→ **Set tasks**
a: From the ESXi forum thread below, list each item in the bulleted facts that follow "OK first the facts...".
b: Answer these questions from the ESXi forum thread below:
(i) In the example given, what is the VM's CPU load, for how long, and what is the host's CPU load during that time?
(ii) During that time, how closely matched is the utilization of the physical cores in ESX?
(iii) What vCPU setting does the reply suggest trying?
c: Echo everything in the ESXi forum thread below from "Since this host" down to "of each other.".

→ **Extract to read**

^^^^^^^^

OK first the facts...
* ESXi 5.5 U2
* Host server(s) have 2 sockets with 8 cores each. That's 16 physical cores per server and 32 when you factor in hyper-threading.
* One VM has 16 vCPUs allocated w 64GB RAM
* vNUMA is enabled and coreinfo.exe shows the proper logical to physical layout.
Since this host primarily services only this one "monster" VM we kept the vCPU count at 16 as we did not want to overcommitt with hyperthreading given the single large VM scenario.
Given this configuration, the host commonly runs at half the CPU load relative to the VM (we are using VMware provided metrics, but the guest OS reports numbers largely in sync with VMware).
For example, the VM is at 90% for 20 minutes and CPU is only 40-50% on the host. During this time we see all physical cores in ESX being utilized within 10% of each other.
Throwing aside hyper threading, we were expecting one single VM to be more efficient with 16 vCPUs given the physical layout, but why is the VM at 90% when the host is at 40-50%?
Seems either our understanding of hyper-threading is wrong (meaning we need to add more vCPUs) or there is something else at work that prevents the VM from using more of the hosts resources.
Any ideas would be appreciated. We would like to unlock more of the host server CPU. Thanks!
Hi.
You disable Hyper Threading on physical server side (BIOS) or no?
Will you try setting vCPU as 2 socket and 16 cores per socket? And check the performance.
Regards.
Seems either our understanding of hyper-threading is wrong (meaning we need to add more vCPUs) or there is something else at work that prevents the VM from using more of the hosts resources.

^^^^^^^^

→ **Provided records**

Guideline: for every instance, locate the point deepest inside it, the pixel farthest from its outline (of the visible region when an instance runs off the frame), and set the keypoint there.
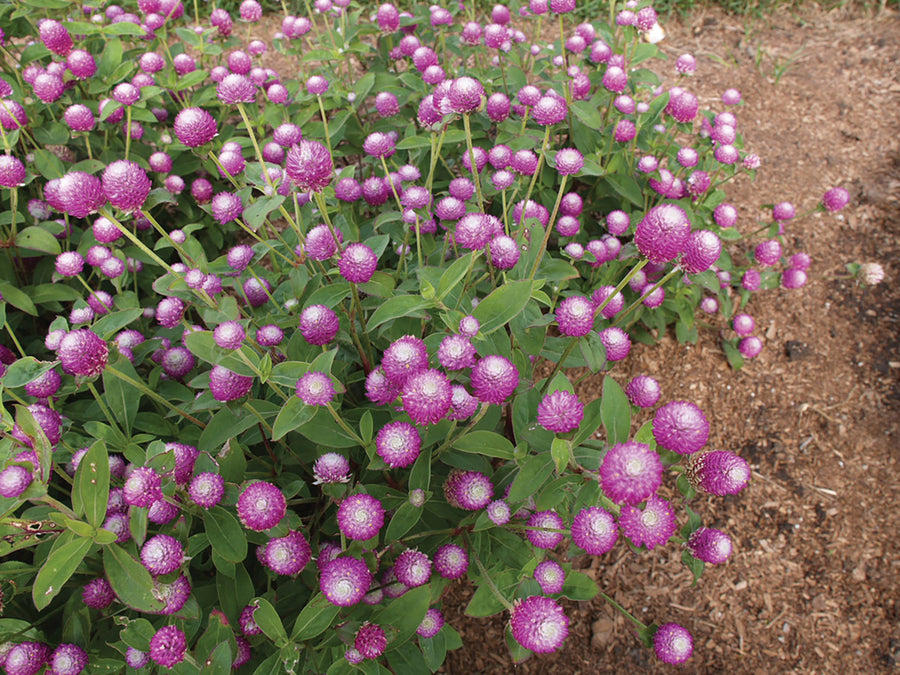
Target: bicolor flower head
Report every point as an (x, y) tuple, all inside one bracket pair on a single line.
[(539, 624), (630, 472)]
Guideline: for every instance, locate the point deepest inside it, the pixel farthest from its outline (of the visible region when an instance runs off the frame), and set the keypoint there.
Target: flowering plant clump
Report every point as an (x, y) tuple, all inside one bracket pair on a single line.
[(289, 355)]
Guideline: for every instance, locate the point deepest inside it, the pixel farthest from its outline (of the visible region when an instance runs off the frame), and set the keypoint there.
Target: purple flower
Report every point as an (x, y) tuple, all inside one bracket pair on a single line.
[(357, 263), (494, 379), (261, 506), (168, 646), (451, 561), (469, 490), (207, 489), (288, 554), (315, 388), (309, 165), (398, 444), (709, 545), (543, 538), (162, 554), (673, 643), (344, 581), (663, 233), (560, 412), (83, 352), (412, 568), (360, 517), (680, 426), (630, 473), (195, 127), (651, 526), (126, 185), (539, 623), (226, 385)]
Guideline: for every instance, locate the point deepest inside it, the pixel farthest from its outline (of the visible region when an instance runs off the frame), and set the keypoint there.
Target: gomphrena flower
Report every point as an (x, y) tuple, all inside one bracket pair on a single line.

^^^^^^^^

→ **Set of answers**
a:
- ESXi 5.5 U2
- Host servers have 2 sockets with 8 cores each: 16 physical cores per server, or 32 with hyper-threading.
- One VM has 16 vCPUs allocated with 64GB RAM.
- vNUMA is enabled, and coreinfo.exe shows the proper logical-to-physical layout.

b:
(i) The VM is at 90% for 20 minutes, while the host's CPU is only at 40-50%.
(ii) The physical cores are utilized within 10% of each other.
(iii) Setting the vCPU as 2 sockets with 16 cores per socket.

c:
Since this host primarily services only this one "monster" VM we kept the vCPU count at 16 as we did not want to overcommitt with hyperthreading given the single large VM scenario.
Given this configuration, the host commonly runs at half the CPU load relative to the VM (we are using VMware provided metrics, but the guest OS reports numbers largely in sync with VMware).
For example, the VM is at 90% for 20 minutes and CPU is only 40-50% on the host. During this time we see all physical cores in ESX being utilized within 10% of each other.